> **Document section**:
+ + + +

How this happens, it is not difficult to see. We have no aristocracy of blood, and having therefore as a natural, and indeed as an inevitable thing, fashioned for ourselves an aristocracy of dollars, the _display of wealth _has here to take the place and perform the office of the heraldic display in monarchical countries. By a transition readily understood, and which might have been as readily foreseen, we have been brought to merge in simple _show _our notions of taste itself
To speak less abstractly. In England, for example, no mere parade of costly appurtenances would be so likely as with us, to create an impression of the beautiful in respect to the appurtenances themselves - or of taste as regards the proprietor: - this for the reason, first, that wealth is not, in England, the loftiest object of ambition as constituting a nobility; and secondly, that there, the true nobility of blood, confining itself within the strict limits of legitimate taste, rather avoids than affects that mere costliness in which a _parvenu _rivalry may at any time be successfully attempted.
The people _will _imitate the nobles, and the result is a thorough diffusion of the proper feeling. But in America, the coins current being the sole arms of the aristocracy, their display may be said, in general, to be the sole means of the aristocratic distinction; and the populace, looking always upward for models,,are insensibly led to confound the two entirely separate ideas of magnificence and beauty. In short, the cost of an article of furniture has at length come to be, with us, nearly the sole test of its merit in a decorative point of view - and this test, once established, has led the way to many analogous errors, readily traceable to the one primitive folly.

+ + + +

Excerpt from a dataset:
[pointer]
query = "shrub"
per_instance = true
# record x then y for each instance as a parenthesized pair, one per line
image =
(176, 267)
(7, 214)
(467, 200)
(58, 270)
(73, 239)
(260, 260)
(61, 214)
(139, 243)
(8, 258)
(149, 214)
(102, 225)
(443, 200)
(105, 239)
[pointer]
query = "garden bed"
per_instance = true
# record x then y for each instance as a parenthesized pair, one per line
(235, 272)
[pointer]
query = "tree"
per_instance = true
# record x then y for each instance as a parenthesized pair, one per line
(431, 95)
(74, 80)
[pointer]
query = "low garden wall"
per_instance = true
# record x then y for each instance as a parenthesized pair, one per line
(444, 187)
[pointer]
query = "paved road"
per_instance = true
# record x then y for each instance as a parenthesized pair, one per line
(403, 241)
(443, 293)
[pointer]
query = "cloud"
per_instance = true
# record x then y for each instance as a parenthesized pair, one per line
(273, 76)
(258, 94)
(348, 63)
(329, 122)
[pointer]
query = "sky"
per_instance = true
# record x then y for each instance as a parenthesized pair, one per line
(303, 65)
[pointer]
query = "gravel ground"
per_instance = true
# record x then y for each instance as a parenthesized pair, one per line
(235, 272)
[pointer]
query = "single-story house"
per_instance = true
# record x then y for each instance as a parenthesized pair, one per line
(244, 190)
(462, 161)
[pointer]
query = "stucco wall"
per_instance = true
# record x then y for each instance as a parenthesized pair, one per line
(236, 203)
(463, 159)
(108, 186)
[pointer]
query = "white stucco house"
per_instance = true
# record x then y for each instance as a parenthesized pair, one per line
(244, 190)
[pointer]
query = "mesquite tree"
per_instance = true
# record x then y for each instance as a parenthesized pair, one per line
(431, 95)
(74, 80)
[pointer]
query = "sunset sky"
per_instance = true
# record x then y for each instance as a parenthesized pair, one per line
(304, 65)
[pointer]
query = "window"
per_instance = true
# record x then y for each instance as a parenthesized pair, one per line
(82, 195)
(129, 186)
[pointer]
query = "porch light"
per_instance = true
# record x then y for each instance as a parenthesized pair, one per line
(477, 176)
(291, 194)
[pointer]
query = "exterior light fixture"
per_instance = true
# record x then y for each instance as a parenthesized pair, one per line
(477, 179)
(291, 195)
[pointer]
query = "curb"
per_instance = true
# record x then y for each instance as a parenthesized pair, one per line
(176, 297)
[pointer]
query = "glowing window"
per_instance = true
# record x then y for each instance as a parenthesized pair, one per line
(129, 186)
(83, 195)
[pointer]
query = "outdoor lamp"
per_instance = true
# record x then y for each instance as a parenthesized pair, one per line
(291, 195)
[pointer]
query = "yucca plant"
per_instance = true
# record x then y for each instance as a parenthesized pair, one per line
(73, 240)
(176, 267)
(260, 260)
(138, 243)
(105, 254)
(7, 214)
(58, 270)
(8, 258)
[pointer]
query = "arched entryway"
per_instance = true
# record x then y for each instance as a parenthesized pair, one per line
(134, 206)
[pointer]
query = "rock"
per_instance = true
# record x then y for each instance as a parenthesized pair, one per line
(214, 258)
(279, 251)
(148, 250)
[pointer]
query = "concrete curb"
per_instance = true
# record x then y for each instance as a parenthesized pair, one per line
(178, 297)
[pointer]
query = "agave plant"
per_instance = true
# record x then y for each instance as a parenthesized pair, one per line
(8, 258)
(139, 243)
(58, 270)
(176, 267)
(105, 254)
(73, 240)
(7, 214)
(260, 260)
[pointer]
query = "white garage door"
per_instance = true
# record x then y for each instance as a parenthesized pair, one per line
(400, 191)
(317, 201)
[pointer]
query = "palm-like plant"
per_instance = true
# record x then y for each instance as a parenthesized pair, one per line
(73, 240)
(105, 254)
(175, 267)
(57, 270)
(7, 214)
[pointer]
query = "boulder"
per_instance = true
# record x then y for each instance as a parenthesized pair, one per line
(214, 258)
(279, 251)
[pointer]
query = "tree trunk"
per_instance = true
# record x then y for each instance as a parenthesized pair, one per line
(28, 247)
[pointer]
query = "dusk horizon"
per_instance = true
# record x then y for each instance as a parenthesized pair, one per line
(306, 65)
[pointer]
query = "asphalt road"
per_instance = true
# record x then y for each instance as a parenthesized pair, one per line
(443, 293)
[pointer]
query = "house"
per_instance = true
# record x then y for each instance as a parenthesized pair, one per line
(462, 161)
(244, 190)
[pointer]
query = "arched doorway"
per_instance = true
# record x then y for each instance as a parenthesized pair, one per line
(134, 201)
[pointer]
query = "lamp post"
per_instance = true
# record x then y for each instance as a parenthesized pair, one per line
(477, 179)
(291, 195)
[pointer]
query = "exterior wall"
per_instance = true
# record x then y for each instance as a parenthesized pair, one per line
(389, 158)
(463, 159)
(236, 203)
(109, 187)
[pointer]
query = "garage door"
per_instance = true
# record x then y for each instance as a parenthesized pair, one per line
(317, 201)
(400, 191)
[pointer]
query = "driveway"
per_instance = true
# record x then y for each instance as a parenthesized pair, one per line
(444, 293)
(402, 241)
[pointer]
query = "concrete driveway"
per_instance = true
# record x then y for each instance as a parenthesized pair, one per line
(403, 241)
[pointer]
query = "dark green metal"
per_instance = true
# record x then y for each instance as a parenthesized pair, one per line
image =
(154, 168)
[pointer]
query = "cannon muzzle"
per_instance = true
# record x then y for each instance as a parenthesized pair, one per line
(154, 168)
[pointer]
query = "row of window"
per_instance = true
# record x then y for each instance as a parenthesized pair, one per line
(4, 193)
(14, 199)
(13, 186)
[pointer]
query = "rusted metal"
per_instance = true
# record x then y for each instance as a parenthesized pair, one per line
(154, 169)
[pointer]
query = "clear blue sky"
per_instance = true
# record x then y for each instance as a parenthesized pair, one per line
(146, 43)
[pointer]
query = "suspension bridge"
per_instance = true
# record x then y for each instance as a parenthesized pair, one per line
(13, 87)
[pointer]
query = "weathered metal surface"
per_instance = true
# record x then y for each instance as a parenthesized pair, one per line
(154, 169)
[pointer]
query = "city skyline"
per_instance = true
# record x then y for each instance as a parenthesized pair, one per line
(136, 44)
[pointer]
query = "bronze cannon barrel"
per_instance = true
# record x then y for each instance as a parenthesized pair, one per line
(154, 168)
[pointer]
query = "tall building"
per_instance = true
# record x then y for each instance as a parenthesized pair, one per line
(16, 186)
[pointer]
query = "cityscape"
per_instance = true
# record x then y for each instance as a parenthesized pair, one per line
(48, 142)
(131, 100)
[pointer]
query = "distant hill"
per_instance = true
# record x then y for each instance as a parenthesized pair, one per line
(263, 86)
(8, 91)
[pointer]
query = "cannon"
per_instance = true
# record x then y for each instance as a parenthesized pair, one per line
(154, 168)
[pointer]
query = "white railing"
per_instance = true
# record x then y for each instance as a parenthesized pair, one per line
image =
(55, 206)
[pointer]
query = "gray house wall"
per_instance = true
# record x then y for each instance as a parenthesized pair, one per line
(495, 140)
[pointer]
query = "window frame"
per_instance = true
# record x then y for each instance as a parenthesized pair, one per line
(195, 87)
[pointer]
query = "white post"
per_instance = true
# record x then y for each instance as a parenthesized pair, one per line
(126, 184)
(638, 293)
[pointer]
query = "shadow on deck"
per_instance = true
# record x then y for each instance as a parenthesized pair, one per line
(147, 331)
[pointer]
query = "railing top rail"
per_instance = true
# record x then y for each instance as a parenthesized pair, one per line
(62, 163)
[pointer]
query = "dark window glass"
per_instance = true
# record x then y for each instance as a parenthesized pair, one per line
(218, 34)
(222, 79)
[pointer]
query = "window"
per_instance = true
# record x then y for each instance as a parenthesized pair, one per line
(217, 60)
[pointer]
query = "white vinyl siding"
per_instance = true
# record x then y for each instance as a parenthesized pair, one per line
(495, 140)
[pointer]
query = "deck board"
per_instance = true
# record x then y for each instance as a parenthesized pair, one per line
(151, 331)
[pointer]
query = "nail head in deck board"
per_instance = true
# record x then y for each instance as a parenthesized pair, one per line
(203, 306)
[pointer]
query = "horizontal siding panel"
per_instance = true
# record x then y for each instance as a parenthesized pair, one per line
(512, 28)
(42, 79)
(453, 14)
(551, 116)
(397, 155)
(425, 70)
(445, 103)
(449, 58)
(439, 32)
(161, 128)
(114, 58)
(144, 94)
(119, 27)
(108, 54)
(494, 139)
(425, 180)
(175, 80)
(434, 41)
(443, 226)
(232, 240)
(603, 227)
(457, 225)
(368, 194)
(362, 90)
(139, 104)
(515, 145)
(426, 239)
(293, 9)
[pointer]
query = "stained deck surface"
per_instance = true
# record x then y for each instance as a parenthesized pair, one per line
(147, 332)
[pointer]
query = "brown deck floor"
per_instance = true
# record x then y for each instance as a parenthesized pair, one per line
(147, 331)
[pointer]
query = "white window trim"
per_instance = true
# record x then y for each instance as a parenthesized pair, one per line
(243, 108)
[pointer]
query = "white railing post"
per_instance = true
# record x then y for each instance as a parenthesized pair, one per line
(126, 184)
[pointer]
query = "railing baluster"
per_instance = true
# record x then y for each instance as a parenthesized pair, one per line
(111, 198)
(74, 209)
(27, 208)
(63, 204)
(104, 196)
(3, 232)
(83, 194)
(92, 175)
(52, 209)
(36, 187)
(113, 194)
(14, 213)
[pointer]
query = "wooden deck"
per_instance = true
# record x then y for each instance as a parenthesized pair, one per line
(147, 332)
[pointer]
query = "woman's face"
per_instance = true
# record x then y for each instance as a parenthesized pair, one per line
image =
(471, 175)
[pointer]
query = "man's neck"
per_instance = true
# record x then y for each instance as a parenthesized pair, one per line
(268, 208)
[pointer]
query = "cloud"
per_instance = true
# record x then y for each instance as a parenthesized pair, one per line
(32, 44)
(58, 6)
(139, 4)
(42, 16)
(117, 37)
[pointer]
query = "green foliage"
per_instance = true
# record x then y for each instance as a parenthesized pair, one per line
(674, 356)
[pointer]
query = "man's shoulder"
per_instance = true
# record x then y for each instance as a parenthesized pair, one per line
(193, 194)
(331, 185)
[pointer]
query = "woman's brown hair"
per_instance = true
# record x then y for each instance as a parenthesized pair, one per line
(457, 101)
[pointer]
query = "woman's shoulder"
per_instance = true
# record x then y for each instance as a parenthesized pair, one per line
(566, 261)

+ + + +

> **Task set**:
(a) Transcribe the part of the passage on wealth and taste that opens with the words containing "The people _will" and closes with "one primitive folly.".
(b) In the passage on wealth and taste, what has the cost of an article of furniture come to be in America?

> **Expected outputs**:
(a)
The people _will _imitate the nobles, and the result is a thorough diffusion of the proper feeling. But in America, the coins current being the sole arms of the aristocracy, their display may be said, in general, to be the sole means of the aristocratic distinction; and the populace, looking always upward for models,,are insensibly led to confound the two entirely separate ideas of magnificence and beauty. In short, the cost of an article of furniture has at length come to be, with us, nearly the sole test of its merit in a decorative point of view - and this test, once established, has led the way to many analogous errors, readily traceable to the one primitive folly.

(b) Nearly the sole test of its merit in a decorative point of view.